### Texte source:
Entre temps, le Dr Laverdure a prescrit un traitement suspensif qui stoppe les diarrhées sans toutefois éliminer le parasite qui en est à l’origine. Problème : sur le long terme, ce traitement n’est pas tenable. Déterminées à trouver une solution, le Dr Rabodonirina et elle-même reçoivent le soutien du professeur Philippe Poirier, responsable du Centre national de référence des microsporidioses, au CHU de Clermont-Ferrand.
Au sein du pavillon X de l’hôpital Edouard Herriot, les pharmaciens de Fripharm (Fabrication recherche innovation pharmaceutique), sous l’autorité du Pr Fabrice Pirot, sont, eux aussi, bouleversés par le sort de Raphaël. « Nous ne pouvions pas laisser dépérir un garçon qui a toute sa vie devant lui », relate Samira Filali, responsable de production à l’époque.
Un stock de matière active trouvé en Hongrie
Après avoir contacté des fournisseurs chinois, indiens et européens, cette dernière, aidée de Camille Merienne, responsable du laboratoire de contrôle, parviennent à obtenir une précieuse information : 300 grammes de matière active servant à produire la fumagilline sont disponibles en Hongrie. Non sans mal, grâce à des intervenants bienveillants, la substance est rapatriée depuis l’Europe de l’Est jusqu’à Lyon, conservée à -80°C pendant le transport, la molécule du principe actif étant très instable, sensible aux variations de température et à la lumière.
À sa réception, les pharmaciens des HCL vont déployer toute leur expertise pour fabriquer un médicament personnalisé sous la forme d’une suspension buvable conditionnée dans un flacon en verre. En août 2021, un an après les premiers symptômes, l’adolescent est enfin traité. Quinze jours plus tard, c’en est fini de ses diarrhées éprouvantes et délétères. « On s’est bien battus, se félicite aujourd’hui Noémie Laverdure. On a avancé une étape après l’autre, sans renoncer. » Ce travail d’équipe a ensuite bénéficié à d’autres malades, telle cette patiente qui avait perdu 20 kilos en un an et a pu être guérie après de longs mois de souffrances.

### Tâches à réaliser:
• 1. Recopiez à l'identique le passage de l'extrait sur le traitement de Raphaël commençant par « Au sein du pavillon » et allant jusqu'à « production à l’époque. ».
• 2. Rédigez la suite de l'extrait sur le traitement de Raphaël, à partir de sa dernière phrase.

### Données:
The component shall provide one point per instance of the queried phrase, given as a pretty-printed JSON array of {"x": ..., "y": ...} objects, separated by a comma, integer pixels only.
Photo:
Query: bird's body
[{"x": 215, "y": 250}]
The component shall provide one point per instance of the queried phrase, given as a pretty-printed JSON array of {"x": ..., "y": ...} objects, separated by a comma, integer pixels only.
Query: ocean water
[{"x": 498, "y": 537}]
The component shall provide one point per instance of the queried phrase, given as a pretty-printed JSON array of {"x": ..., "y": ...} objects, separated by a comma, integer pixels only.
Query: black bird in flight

### Réponses dans l'ordre:
• 1.
Au sein du pavillon X de l’hôpital Edouard Herriot, les pharmaciens de Fripharm (Fabrication recherche innovation pharmaceutique), sous l’autorité du Pr Fabrice Pirot, sont, eux aussi, bouleversés par le sort de Raphaël. « Nous ne pouvions pas laisser dépérir un garçon qui a toute sa vie devant lui », relate Samira Filali, responsable de production à l’époque.

• 2.
Un million d’euros recherché pour poursuivre la fabrication
Aujourd’hui, Fripharm est la seule plateforme pharmaceutique hospitalo-universitaire à produire ce médicament. Au total, en un an, 27 patients – de Lyon, mais aussi de Paris, Grenoble, Clermont-Ferrand, Rennes, Nantes et Bordeaux – ont reçu des doses personnalisées, permettant leur guérison complète. Récemment, Fripharm a même été contacté par un hôpital aux Pays-Bas, qui sera bientôt livré grâce à l’accord de l’Agence nationale de sécurité du médicament et des produits de santé (ANSM) et l’Agence régionale de santé (ARS) Auvergne-Rhône-Alpes.
Cependant, l’avenir s’annonce plus incertain. Les 300 grammes de principe actif récupérés en Hongrie sont voués à disparaitre. Or, il n’est plus question pour les professionnels des HCL de renoncer à ce médicament et à l’espoir redonné à la centaine de malades atteints, chaque année, en France, par des microsporidies. Ces dernières semaines, l’équipe de Fripharm s’est mise en quête d’une start-up capable de l’accompagner dans la fabrication de fumagilline. L’affaire semble en bonne voie, mais le coût de lancement de la production, évalué à près d’un million d’euros, ne pourra être financé que par une aide extérieure.
« La fumagilline que nous avons réussi à recréer au sein des HCL revêt une importance cruciale. Sans ce remède, les patients immunodéprimés, dont l’ensemble des patients greffés, victimes de microsporidies n’ont presque aucune chance de s’en sortir. Il faut trouver une solution par tous les moyens, que ce soit auprès des autorités publiques ou du secteur privé. Il est impensable de ne pas sauver des patients alors que nous savons comment faire », conclut le Dr Meja Rabodonirina, persuadée que des bienfaiteurs répondront rapidement à l’appel.